> Task
Write out exactly, please, the lines from the one containing "[point] every instance of the soldier" to the end of the material.

(Position annotation records)
>> START
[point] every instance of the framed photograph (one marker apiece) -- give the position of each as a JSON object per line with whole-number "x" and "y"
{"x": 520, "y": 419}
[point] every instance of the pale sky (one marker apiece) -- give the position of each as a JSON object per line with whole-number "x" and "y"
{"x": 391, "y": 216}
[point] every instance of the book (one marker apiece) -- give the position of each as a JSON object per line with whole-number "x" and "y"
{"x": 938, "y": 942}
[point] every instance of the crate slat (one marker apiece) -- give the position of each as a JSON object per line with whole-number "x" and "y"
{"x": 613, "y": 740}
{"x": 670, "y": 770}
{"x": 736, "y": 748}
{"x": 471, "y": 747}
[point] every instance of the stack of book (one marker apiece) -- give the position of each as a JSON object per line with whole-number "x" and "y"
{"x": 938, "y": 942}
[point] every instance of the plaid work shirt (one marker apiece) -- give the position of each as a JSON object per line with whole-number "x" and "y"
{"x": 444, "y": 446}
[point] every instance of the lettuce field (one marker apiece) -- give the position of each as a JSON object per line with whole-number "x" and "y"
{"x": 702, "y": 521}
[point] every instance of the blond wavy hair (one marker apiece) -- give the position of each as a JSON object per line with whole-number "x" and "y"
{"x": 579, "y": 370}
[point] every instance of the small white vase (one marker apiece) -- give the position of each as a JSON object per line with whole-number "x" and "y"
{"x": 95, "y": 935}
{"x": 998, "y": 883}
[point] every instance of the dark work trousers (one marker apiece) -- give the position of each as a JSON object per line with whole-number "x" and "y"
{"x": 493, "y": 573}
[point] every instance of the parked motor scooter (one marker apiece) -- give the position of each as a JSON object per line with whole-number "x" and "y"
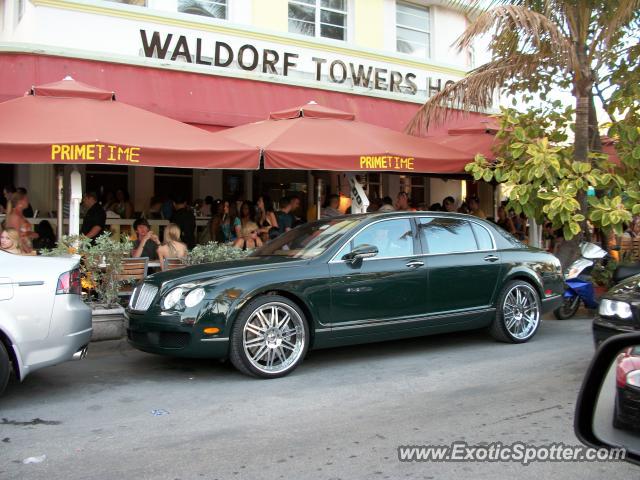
{"x": 578, "y": 282}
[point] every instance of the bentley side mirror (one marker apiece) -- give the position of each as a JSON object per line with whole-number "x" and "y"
{"x": 608, "y": 408}
{"x": 359, "y": 253}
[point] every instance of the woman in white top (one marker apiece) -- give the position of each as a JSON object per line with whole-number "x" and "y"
{"x": 10, "y": 241}
{"x": 171, "y": 247}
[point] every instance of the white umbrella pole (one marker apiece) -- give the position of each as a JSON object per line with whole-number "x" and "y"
{"x": 60, "y": 227}
{"x": 74, "y": 207}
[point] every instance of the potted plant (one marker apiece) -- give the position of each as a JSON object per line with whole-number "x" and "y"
{"x": 100, "y": 266}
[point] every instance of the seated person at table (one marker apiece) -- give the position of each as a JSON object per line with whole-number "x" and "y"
{"x": 249, "y": 239}
{"x": 10, "y": 241}
{"x": 172, "y": 247}
{"x": 147, "y": 242}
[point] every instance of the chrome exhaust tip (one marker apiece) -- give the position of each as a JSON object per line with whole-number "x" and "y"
{"x": 80, "y": 354}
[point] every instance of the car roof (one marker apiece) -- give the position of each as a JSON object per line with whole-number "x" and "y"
{"x": 417, "y": 213}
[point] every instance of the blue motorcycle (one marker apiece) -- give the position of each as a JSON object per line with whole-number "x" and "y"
{"x": 578, "y": 282}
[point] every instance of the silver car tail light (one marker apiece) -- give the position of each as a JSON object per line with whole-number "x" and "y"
{"x": 143, "y": 296}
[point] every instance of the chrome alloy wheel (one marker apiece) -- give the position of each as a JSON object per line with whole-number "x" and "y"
{"x": 521, "y": 311}
{"x": 274, "y": 337}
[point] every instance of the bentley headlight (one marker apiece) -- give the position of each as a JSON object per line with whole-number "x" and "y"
{"x": 172, "y": 298}
{"x": 611, "y": 308}
{"x": 633, "y": 378}
{"x": 194, "y": 297}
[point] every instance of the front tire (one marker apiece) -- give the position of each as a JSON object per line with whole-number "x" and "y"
{"x": 5, "y": 368}
{"x": 518, "y": 315}
{"x": 568, "y": 308}
{"x": 269, "y": 338}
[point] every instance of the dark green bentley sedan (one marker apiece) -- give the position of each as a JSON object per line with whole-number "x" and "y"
{"x": 347, "y": 280}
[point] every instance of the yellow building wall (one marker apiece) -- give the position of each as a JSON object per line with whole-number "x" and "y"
{"x": 369, "y": 23}
{"x": 271, "y": 14}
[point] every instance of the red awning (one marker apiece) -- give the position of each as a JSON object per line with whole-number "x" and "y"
{"x": 71, "y": 122}
{"x": 317, "y": 138}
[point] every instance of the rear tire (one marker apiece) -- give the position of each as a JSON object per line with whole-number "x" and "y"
{"x": 568, "y": 308}
{"x": 5, "y": 368}
{"x": 270, "y": 337}
{"x": 518, "y": 315}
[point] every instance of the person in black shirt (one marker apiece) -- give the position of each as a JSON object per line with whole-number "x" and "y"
{"x": 95, "y": 218}
{"x": 185, "y": 219}
{"x": 147, "y": 243}
{"x": 28, "y": 212}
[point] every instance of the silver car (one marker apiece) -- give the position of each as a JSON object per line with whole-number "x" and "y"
{"x": 43, "y": 320}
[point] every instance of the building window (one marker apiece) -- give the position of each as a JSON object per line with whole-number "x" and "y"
{"x": 206, "y": 8}
{"x": 139, "y": 3}
{"x": 319, "y": 18}
{"x": 169, "y": 180}
{"x": 412, "y": 30}
{"x": 21, "y": 7}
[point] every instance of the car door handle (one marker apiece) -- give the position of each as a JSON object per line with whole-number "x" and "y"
{"x": 415, "y": 264}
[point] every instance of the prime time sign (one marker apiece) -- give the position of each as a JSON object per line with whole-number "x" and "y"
{"x": 283, "y": 61}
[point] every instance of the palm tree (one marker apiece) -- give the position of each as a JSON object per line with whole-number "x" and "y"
{"x": 536, "y": 44}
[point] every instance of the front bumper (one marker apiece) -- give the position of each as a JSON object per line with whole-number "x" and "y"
{"x": 605, "y": 327}
{"x": 166, "y": 335}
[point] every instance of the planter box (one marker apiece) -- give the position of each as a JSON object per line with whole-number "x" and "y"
{"x": 108, "y": 324}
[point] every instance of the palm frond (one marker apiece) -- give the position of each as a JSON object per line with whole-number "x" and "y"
{"x": 616, "y": 16}
{"x": 476, "y": 92}
{"x": 531, "y": 28}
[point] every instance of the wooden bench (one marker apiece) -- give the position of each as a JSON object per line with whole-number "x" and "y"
{"x": 173, "y": 264}
{"x": 133, "y": 270}
{"x": 629, "y": 249}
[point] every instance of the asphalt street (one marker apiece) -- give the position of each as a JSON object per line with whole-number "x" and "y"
{"x": 121, "y": 413}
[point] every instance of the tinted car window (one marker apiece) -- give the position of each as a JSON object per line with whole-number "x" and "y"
{"x": 513, "y": 241}
{"x": 483, "y": 237}
{"x": 308, "y": 240}
{"x": 393, "y": 238}
{"x": 447, "y": 235}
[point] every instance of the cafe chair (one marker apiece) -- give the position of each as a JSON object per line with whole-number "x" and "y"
{"x": 133, "y": 270}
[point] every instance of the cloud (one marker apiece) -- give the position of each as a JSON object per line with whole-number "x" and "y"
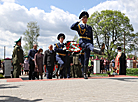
{"x": 14, "y": 19}
{"x": 11, "y": 1}
{"x": 129, "y": 7}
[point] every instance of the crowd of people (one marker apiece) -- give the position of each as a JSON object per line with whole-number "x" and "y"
{"x": 70, "y": 63}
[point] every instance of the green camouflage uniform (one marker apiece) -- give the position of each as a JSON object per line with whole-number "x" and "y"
{"x": 17, "y": 58}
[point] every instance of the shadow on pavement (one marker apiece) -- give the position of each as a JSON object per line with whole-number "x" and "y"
{"x": 125, "y": 79}
{"x": 16, "y": 99}
{"x": 3, "y": 86}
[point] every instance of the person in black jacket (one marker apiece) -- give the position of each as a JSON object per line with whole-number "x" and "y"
{"x": 48, "y": 61}
{"x": 31, "y": 55}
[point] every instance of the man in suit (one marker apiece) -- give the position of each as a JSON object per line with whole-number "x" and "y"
{"x": 61, "y": 54}
{"x": 17, "y": 58}
{"x": 31, "y": 55}
{"x": 86, "y": 39}
{"x": 48, "y": 61}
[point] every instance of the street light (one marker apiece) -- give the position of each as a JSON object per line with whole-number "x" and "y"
{"x": 124, "y": 42}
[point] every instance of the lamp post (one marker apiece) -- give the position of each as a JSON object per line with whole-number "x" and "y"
{"x": 124, "y": 42}
{"x": 4, "y": 51}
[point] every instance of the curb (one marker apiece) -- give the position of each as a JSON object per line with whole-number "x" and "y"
{"x": 20, "y": 80}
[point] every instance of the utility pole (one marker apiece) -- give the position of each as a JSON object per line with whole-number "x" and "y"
{"x": 124, "y": 42}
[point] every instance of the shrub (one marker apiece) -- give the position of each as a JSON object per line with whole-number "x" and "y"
{"x": 133, "y": 71}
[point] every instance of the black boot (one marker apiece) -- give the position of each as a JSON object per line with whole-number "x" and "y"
{"x": 99, "y": 51}
{"x": 85, "y": 71}
{"x": 85, "y": 77}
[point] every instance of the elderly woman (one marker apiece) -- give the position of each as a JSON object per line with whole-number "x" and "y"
{"x": 38, "y": 59}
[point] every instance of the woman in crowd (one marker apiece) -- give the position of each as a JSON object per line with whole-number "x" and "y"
{"x": 26, "y": 65}
{"x": 38, "y": 59}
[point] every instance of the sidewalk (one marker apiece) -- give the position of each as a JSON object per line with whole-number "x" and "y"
{"x": 117, "y": 89}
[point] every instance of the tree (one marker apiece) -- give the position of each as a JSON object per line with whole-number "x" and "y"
{"x": 30, "y": 36}
{"x": 109, "y": 27}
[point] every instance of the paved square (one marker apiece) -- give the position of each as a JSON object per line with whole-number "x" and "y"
{"x": 77, "y": 90}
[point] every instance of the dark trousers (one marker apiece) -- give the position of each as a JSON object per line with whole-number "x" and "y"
{"x": 16, "y": 71}
{"x": 62, "y": 71}
{"x": 49, "y": 72}
{"x": 82, "y": 63}
{"x": 87, "y": 47}
{"x": 68, "y": 72}
{"x": 31, "y": 71}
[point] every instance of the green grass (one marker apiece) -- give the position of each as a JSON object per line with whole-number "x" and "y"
{"x": 1, "y": 76}
{"x": 99, "y": 74}
{"x": 131, "y": 75}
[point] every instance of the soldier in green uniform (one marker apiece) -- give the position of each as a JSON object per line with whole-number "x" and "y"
{"x": 17, "y": 58}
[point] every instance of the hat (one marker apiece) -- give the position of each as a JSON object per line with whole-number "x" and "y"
{"x": 19, "y": 40}
{"x": 61, "y": 35}
{"x": 119, "y": 48}
{"x": 91, "y": 55}
{"x": 84, "y": 13}
{"x": 25, "y": 56}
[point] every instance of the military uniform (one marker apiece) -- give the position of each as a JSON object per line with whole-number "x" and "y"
{"x": 17, "y": 58}
{"x": 86, "y": 40}
{"x": 76, "y": 68}
{"x": 60, "y": 55}
{"x": 81, "y": 58}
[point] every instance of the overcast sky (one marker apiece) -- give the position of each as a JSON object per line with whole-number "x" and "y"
{"x": 53, "y": 17}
>> END
> Finished answer
[point] every instance of the soldier in green uniform (one marker apiece) -- give the position of each as a JSON object per line with whole-number "x" and "y"
{"x": 17, "y": 58}
[point] every instance of the hat (one marker apiece) -- give the position of each as a JSON object per line with whole-number "x" and "y"
{"x": 19, "y": 40}
{"x": 61, "y": 35}
{"x": 119, "y": 48}
{"x": 91, "y": 55}
{"x": 84, "y": 13}
{"x": 25, "y": 56}
[point] every instance of the military uniform (one marker apiece) -- give the position of each as a JSON object per line with whole-number "x" and "y"
{"x": 17, "y": 58}
{"x": 86, "y": 40}
{"x": 76, "y": 68}
{"x": 60, "y": 55}
{"x": 81, "y": 58}
[point] every instance of the overcast sky (one marker apiece) -- give the position of each as a JSON object per line with whole-number "x" and "y"
{"x": 53, "y": 17}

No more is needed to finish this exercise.